> **Collected data**
········

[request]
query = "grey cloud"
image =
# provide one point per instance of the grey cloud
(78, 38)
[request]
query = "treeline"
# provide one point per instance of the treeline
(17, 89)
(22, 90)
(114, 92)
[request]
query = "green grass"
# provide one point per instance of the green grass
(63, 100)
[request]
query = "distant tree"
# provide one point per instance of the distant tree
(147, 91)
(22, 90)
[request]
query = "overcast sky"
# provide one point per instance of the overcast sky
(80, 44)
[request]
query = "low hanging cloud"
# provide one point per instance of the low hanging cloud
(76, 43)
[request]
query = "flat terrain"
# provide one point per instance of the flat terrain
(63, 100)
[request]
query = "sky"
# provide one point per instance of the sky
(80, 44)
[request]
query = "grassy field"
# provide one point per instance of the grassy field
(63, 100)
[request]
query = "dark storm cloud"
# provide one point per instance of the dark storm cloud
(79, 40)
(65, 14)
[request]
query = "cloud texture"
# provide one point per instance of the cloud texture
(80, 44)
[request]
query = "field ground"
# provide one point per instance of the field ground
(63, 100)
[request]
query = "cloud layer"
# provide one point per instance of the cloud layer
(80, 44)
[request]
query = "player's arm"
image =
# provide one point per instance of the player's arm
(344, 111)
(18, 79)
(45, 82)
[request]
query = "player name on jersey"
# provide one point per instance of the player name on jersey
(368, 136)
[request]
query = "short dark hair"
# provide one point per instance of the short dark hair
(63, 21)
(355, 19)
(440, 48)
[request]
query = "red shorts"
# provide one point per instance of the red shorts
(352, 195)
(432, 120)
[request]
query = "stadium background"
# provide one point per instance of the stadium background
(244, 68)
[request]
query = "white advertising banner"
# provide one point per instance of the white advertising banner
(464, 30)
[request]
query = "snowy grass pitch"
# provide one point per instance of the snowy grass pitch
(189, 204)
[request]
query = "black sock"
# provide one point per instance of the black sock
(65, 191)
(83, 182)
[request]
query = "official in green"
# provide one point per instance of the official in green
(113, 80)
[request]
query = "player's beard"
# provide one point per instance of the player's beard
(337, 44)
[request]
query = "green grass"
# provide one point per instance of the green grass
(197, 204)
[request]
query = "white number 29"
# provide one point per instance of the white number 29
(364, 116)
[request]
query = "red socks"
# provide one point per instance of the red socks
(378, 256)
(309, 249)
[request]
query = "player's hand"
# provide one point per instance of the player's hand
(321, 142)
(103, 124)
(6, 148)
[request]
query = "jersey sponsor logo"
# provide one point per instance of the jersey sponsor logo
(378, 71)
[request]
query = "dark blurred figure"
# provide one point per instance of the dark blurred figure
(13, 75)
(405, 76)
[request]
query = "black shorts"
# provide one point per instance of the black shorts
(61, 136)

········

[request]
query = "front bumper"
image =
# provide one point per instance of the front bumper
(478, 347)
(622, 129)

········

> **YOUR TASK**
Collect each line of the entries above that contains the word "treeline". Case counts, so a line qualifies only if its capitalization matches.

> **SOLUTION TO THE PROBLEM**
query = "treeline"
# provide one point per instance of the treeline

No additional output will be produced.